Aim: Switch every "scouting field log" to "site survey log" in all the records below and write them out again with nothing else changed. Omit the pictures from your answer.

Pointing and labeling records
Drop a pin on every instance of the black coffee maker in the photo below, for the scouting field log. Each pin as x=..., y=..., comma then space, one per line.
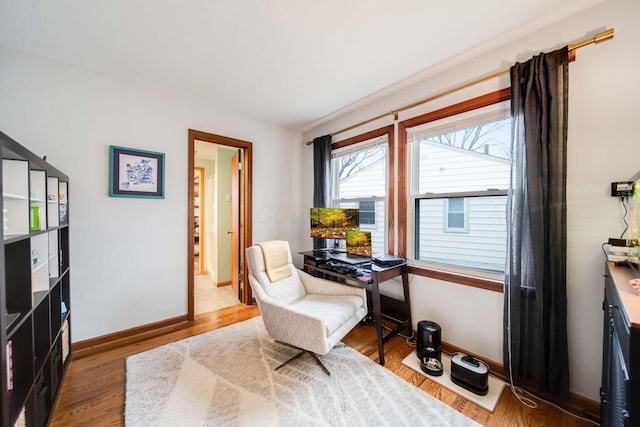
x=428, y=347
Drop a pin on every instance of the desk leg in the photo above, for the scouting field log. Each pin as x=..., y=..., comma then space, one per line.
x=377, y=310
x=407, y=299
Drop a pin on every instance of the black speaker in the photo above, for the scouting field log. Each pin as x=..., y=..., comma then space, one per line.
x=428, y=347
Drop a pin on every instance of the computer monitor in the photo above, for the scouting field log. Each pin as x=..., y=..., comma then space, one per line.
x=359, y=243
x=333, y=223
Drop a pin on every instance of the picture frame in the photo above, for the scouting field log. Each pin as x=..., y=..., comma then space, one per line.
x=136, y=173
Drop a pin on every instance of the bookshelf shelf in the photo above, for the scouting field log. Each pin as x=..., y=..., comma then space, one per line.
x=34, y=286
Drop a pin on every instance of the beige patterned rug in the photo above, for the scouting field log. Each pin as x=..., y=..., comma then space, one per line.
x=226, y=378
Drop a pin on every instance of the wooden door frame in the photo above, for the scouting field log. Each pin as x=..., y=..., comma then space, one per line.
x=247, y=184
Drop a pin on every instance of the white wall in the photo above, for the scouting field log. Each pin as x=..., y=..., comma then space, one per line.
x=128, y=256
x=602, y=147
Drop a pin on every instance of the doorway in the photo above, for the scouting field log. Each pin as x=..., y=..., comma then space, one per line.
x=220, y=229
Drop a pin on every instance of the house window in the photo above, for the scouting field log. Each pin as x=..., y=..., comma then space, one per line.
x=367, y=213
x=360, y=181
x=460, y=172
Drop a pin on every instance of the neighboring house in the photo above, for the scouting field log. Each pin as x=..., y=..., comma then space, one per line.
x=468, y=231
x=368, y=185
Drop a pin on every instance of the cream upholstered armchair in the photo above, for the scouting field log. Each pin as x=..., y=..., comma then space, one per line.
x=298, y=309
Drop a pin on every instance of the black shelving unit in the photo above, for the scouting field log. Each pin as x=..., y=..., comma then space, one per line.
x=34, y=286
x=620, y=392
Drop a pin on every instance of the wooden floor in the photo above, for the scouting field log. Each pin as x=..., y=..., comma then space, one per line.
x=93, y=391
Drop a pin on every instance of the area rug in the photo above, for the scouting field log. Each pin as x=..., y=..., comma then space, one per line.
x=489, y=401
x=226, y=377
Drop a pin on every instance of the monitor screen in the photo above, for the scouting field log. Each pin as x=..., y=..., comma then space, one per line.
x=359, y=243
x=333, y=223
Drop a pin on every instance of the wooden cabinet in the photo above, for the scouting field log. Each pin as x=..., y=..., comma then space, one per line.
x=34, y=286
x=620, y=392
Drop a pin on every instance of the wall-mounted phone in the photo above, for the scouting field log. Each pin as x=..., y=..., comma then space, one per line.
x=622, y=188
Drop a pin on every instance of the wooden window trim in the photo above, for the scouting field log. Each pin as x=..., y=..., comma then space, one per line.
x=390, y=199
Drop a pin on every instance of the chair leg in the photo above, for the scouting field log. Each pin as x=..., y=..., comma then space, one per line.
x=298, y=355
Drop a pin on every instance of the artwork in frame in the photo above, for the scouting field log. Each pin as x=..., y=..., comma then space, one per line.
x=135, y=173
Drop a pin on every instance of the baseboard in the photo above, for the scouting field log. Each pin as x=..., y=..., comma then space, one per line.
x=107, y=342
x=577, y=404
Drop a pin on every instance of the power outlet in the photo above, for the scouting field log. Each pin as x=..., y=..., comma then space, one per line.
x=617, y=242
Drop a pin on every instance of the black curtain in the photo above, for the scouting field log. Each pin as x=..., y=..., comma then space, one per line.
x=321, y=177
x=535, y=320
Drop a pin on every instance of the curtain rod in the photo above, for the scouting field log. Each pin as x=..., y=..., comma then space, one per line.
x=598, y=38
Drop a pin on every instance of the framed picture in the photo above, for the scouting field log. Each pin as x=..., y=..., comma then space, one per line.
x=135, y=173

Written reply:
Drop a pin on every instance of the black coffee maker in the photo below, for the site survey log. Each pin as x=..., y=..., comma then space, one per line.
x=428, y=347
Drop a pin on every instance of the desk leg in the photo above, for the site survey log. Each pin as x=..., y=..., comma then space, one per line.
x=377, y=310
x=407, y=299
Drop a pin on every instance of the black speaker in the photo above, for the site survey log. Each pin as x=..., y=..., comma then space, one per line.
x=428, y=347
Drop a pin on every instance of the computer monitor in the photo above, for the site survey log. Each pin as x=..., y=..., comma then space, one per line.
x=359, y=243
x=333, y=223
Drop a pin on every instance of the picture frame in the photo above, for the site survey log. Each pin as x=..., y=..., comma then space, one per line.
x=136, y=173
Drop a pin on every instance of the bookshelf shelf in the photo above, for the site survey log. Each pin as x=..., y=..., comma then space, one per line.
x=34, y=286
Drop a pin on every instance of the beige patterned rug in the photo above, for the site survey log. Each pin as x=..., y=..., comma then space, one per line.
x=226, y=378
Drop a pin on every instance of the wooden door frame in the photo above, for the site survey log. Each pin as x=..., y=..., comma then space, one per line.
x=247, y=184
Drop a pin on every instance of the white wall in the photo above, for the site survey log. Each pin as x=..., y=..., comma then space, one per line.
x=128, y=256
x=602, y=147
Drop a pin on every instance of the doorway in the photo above, for the site survey log. Each pin as x=..., y=..., comma then space, one per line.
x=220, y=229
Drop a pin on every instance of the house window in the photo above, for the site survey log. Each pin as x=..., y=..., comma then space, one per line.
x=367, y=213
x=360, y=181
x=460, y=172
Drop a pin on every instance of the neighboring house in the photo above, for the site survey log. Each pin as x=..., y=..., comma then space, one per line.
x=468, y=231
x=368, y=185
Drop a pin on every instance of the cream upholstered armchair in the photo above, for the site survey log. Each pin as x=..., y=..., comma then space, one per line.
x=298, y=309
Drop a pin on every instance of the black shelving unit in the photo above, for the site survey log. Each pin as x=..., y=..., comma then space, one per line.
x=34, y=286
x=620, y=392
Drop a pin on every instance of the wooden floor in the photo above, for the site survey log. Each pin as x=..., y=..., comma then space, one per line.
x=93, y=391
Drop a pin on every instance of the area rug in the photo above, for the site survey log. Each pin as x=..., y=..., comma then space, one per line.
x=489, y=401
x=226, y=377
Drop a pin on every instance of the monitor screen in the photo above, for the site survey log. Each pin as x=..., y=..., comma then space, one per line.
x=359, y=243
x=333, y=223
Drop a pin on every instance of the wooden cabinet in the photo above, for the site survey log. Each pin as x=..., y=..., comma then space, one per line.
x=34, y=286
x=620, y=392
Drop a pin on every instance of the wall-mounted phone in the photo above, for the site survey log. Each pin as x=..., y=..., comma then space, one per line.
x=622, y=188
Drop a pin on every instance of the wooden window trim in the photo above, for the site survey log. Each pin as x=..., y=..., comma then space, one per line.
x=390, y=199
Drop a pin on every instance of the chair leg in the photo above, for the site survey log. Each pin as x=..., y=..., comma then space, one per line.
x=298, y=355
Drop a pin on every instance of the artwork in frame in the photo above, for the site survey log. Each pin as x=..., y=..., comma then space, one per line.
x=135, y=173
Drop a pin on every instance of the baseboard in the photo above, for the site survey log. Each pin as x=..., y=..., comma then space, one per line.
x=107, y=342
x=577, y=404
Drop a pin on every instance of the power outlet in the photo above, for the site survey log. Each pin as x=..., y=..., comma then space, one per line.
x=617, y=242
Drop a pin on every instance of the black curtain in the photo above, for the site survey log. Each pin as x=..., y=..., comma then space, one per line.
x=321, y=177
x=535, y=320
Drop a pin on every instance of the curtain rod in the photo above, for the site survey log. Each pin as x=..., y=..., comma then space, one per line.
x=598, y=38
Drop a pin on every instance of the framed picture in the photo above, for the site survey log. Each pin as x=..., y=..., comma then space, one per line.
x=135, y=173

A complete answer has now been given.